** Entries shown follows **

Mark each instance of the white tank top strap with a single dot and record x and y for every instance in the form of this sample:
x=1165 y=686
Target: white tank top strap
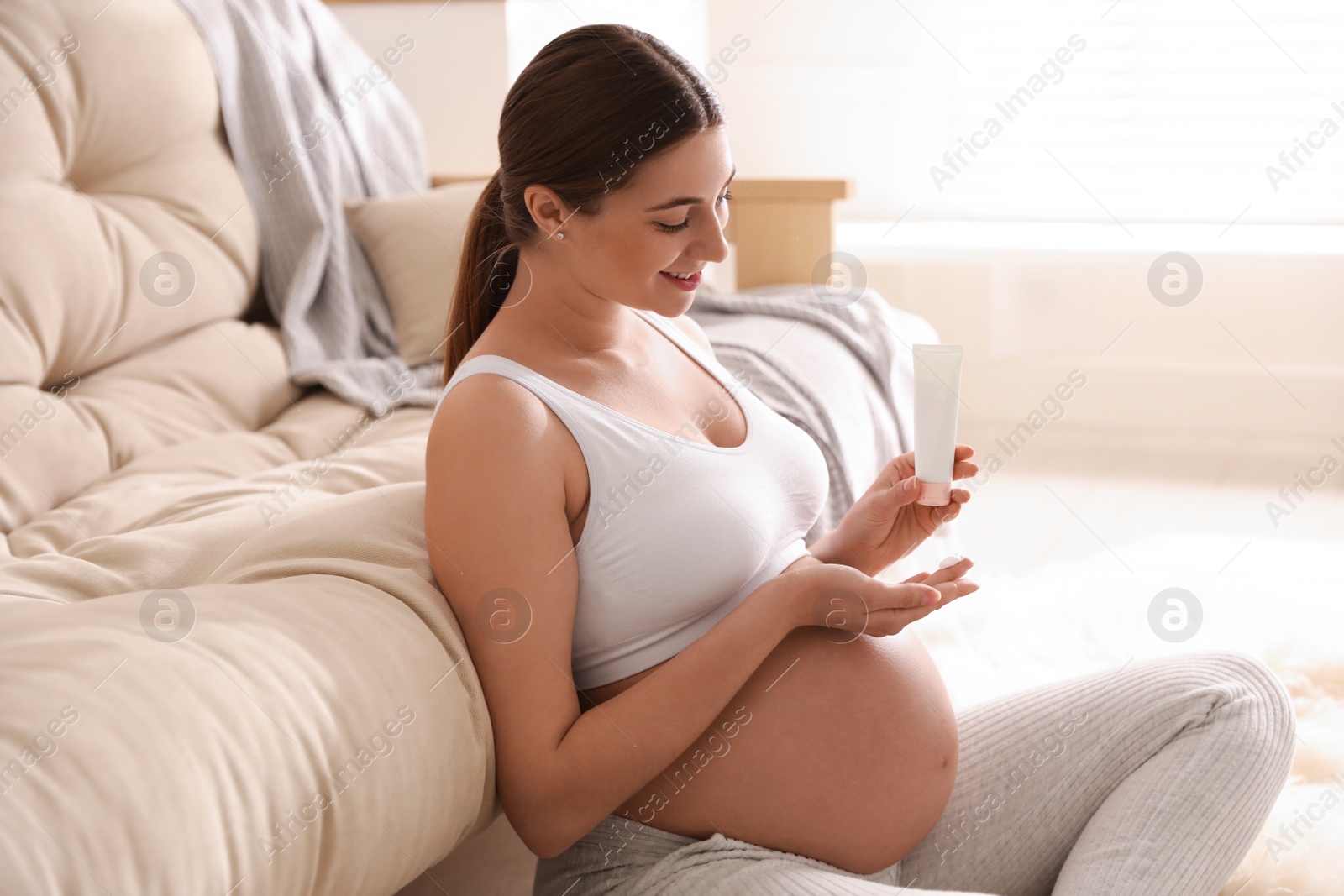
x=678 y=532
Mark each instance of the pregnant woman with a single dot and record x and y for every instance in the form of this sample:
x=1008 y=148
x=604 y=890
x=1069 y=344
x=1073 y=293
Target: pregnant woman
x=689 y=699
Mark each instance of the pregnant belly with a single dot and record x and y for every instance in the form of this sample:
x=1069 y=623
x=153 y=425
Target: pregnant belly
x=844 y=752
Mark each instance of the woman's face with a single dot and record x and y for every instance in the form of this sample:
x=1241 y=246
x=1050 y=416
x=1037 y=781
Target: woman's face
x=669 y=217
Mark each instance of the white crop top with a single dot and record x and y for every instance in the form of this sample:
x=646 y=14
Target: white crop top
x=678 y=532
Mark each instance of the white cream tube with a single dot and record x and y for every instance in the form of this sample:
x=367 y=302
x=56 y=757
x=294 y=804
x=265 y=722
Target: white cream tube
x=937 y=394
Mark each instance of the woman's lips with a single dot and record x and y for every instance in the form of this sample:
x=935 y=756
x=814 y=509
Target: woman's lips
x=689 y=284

** End of Entries shown **

▸ **Task requirements**
Using the records above, output their complete text exactly, minus any images.

▸ **Result below**
Mark each instance of the white tank top strap with a single dot and record x and y for every instance in the form of this sample:
x=1165 y=686
Target: white tank top strap
x=678 y=532
Mark each instance of the pregnant woman with a single dot and record x and y for every instance in the form of this sample:
x=1008 y=148
x=604 y=890
x=1069 y=344
x=1073 y=293
Target: pregnant woman
x=689 y=699
Mark each instance of the pregnant belly with a single dot and record x and y for every instance in the form of this sample:
x=1069 y=623
x=153 y=425
Target: pregnant belly
x=844 y=752
Mark each instance of the woman's face with a single dot and record x and y for every instance in the form of this sample:
x=1241 y=246
x=1050 y=416
x=1037 y=781
Target: woman's face
x=669 y=217
Mark each instance of the white crop top with a single dot and record x and y for every instance in the form of this sample:
x=646 y=14
Target: white crop top
x=678 y=532
Mark each instance of the white cream tube with a single dot and record x and y for every instance in the form of this sample:
x=367 y=302
x=56 y=757
x=294 y=804
x=265 y=722
Target: white cream tube
x=937 y=394
Mark each instance of the woman's lips with a single dot and record x and y for every instance in the form of this sample:
x=935 y=756
x=814 y=509
Target: woman's lips
x=689 y=284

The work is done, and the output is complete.